O primeiro relato de uma viajante feminina data de 381 d.C., quando Egéria começou sua peregrinação pela Europa em direção a Jerusalém. A viagem, que em 2024 dura poucas horas de avião, levou anos.
Pouco se sabe sobre Egéria: sabemos que ela tinha algum poder e influência, uma vez que pôde se dar ao luxo de fazer a travessia, e que foi acompanhada por homens do clero durante todo o percurso.
Seu diário de viagem foi recuperado séculos depois, em 1884, após ser encontrado em um mosteiro beneditino. É considerado um importante documento histórico, que dá pistas sobre as diferenças na liturgia cristã de Jerusalém e da Europa ocidental num tempo em que a religião ainda estava se estabelecendo.
Mais de mil anos depois, é a vez de outra viajante, a nobre inglesa Hester Lucy Stanhope, chegar a Jerusalém. Viajando no início do século 19, de cabelo raspado, turbante e trajes masculinos, Hester representava “uma extraordinária subversão dos hábitos ocidentais”. Em suas perambulações, tornou-se conhecida como a “rainha Hester” em Palmira, cidade localizada em uma área que hoje pertence à Síria.

··········

**Objetivo do exercício:**
Com base no trecho sobre as viajantes, responda:
1. Em que ano Egéria começou sua peregrinação?
2. Onde o diário de viagem de Egéria foi encontrado?
3. Como Hester Lucy Stanhope se tornou conhecida em Palmira?
Os registros provêm de uma fonte distinta do trecho.

Dados de rotulagem por coordenadas
··········

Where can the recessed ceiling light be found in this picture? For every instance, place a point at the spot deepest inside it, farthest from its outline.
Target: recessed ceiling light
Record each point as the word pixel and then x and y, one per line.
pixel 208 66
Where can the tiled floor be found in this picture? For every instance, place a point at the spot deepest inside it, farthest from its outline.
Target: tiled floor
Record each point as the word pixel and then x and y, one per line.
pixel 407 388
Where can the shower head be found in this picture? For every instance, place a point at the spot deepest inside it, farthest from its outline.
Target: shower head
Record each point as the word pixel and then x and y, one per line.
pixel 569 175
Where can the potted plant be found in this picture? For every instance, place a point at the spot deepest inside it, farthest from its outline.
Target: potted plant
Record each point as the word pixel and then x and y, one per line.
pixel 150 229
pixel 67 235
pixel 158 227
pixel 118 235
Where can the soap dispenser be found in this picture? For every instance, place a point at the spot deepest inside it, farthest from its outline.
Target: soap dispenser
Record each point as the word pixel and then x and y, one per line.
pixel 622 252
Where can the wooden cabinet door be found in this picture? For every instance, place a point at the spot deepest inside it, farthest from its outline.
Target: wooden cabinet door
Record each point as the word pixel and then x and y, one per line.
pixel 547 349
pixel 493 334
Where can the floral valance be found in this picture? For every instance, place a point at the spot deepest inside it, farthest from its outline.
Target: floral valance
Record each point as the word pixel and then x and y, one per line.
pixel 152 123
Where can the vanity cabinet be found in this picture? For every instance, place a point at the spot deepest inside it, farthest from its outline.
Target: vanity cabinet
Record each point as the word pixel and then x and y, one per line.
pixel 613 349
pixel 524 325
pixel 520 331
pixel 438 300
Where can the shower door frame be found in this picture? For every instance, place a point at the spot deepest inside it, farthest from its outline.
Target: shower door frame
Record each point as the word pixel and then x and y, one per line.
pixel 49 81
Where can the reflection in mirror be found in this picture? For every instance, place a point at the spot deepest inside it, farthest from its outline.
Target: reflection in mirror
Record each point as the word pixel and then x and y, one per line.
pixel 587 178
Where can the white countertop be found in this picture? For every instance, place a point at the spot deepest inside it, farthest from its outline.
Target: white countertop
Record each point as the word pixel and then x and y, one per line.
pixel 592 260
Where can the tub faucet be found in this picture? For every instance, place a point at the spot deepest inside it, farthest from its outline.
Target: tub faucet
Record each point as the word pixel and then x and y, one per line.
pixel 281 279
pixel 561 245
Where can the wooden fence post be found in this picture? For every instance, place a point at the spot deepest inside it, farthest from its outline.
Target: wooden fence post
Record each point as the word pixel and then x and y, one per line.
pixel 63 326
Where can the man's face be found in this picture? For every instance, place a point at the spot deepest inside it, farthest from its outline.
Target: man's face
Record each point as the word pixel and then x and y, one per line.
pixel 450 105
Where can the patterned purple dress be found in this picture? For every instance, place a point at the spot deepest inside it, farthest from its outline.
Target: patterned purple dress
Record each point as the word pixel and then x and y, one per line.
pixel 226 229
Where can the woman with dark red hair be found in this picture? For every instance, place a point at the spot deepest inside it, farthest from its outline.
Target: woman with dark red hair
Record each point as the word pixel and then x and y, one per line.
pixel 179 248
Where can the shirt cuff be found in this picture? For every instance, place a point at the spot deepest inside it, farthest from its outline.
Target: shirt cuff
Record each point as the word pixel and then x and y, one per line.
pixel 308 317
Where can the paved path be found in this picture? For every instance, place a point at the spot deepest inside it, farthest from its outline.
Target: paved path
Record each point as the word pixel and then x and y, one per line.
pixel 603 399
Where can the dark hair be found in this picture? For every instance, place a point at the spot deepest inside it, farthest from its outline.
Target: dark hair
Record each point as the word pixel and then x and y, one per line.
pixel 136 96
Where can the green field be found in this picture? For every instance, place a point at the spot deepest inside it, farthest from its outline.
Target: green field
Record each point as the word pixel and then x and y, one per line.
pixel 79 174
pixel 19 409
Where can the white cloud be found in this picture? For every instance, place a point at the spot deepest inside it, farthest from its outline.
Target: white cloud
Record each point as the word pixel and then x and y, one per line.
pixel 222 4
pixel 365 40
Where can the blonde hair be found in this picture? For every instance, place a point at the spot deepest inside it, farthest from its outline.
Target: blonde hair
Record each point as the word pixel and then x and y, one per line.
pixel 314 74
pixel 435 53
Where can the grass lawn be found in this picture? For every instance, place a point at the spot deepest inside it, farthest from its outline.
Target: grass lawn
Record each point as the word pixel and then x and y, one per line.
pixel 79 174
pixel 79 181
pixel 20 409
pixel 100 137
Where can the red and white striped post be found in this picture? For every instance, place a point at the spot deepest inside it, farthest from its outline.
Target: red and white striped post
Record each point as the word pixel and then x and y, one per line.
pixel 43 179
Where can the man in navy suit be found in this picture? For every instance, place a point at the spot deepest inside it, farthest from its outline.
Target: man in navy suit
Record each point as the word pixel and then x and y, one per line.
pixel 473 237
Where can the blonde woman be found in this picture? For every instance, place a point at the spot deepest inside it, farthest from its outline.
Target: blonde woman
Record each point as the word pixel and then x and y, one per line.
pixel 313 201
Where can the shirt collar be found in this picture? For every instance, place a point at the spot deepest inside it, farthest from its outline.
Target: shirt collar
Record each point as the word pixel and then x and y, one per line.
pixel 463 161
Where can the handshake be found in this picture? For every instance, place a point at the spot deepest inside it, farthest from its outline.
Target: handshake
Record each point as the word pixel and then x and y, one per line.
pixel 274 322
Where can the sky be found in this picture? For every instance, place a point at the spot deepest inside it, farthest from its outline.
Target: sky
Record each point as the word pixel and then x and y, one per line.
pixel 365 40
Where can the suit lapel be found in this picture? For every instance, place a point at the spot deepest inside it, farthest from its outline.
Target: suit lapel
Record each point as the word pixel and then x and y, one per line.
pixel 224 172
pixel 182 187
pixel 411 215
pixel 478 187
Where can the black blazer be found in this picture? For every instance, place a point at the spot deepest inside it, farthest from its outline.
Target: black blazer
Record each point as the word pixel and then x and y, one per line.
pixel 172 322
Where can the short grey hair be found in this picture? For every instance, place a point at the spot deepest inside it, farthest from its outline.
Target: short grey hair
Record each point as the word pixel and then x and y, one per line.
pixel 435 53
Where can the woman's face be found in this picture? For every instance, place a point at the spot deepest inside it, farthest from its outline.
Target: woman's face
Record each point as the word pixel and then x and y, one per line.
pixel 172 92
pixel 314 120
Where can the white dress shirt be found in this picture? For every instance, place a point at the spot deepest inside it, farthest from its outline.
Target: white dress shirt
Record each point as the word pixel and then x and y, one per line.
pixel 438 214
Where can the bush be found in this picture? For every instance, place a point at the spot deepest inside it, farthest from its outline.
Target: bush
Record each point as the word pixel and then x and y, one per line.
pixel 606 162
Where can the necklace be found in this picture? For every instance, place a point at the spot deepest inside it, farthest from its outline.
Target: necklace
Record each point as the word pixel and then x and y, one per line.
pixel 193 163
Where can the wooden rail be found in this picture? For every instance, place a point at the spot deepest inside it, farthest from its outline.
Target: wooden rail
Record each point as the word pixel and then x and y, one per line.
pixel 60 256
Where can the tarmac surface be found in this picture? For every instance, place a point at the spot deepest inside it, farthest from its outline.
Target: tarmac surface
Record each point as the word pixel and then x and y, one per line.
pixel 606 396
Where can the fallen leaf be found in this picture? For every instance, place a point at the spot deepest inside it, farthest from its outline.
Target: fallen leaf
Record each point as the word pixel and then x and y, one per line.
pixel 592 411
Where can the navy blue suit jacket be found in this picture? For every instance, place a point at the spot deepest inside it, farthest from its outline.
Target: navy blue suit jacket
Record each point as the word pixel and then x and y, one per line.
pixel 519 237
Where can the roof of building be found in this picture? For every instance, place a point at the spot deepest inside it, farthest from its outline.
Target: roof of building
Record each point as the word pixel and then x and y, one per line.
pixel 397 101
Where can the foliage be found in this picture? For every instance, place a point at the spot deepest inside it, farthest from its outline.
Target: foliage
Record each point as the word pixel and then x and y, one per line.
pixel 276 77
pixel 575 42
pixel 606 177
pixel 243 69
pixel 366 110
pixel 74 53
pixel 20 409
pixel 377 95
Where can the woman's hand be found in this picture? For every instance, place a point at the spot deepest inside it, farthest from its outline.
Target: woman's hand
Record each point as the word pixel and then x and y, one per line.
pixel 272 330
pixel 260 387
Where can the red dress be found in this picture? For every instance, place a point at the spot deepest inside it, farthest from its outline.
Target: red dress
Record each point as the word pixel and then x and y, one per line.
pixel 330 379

··········

**Resposta:**
1. Em 381 d.C.
2. Em um mosteiro beneditino.
3. Como a "rainha Hester".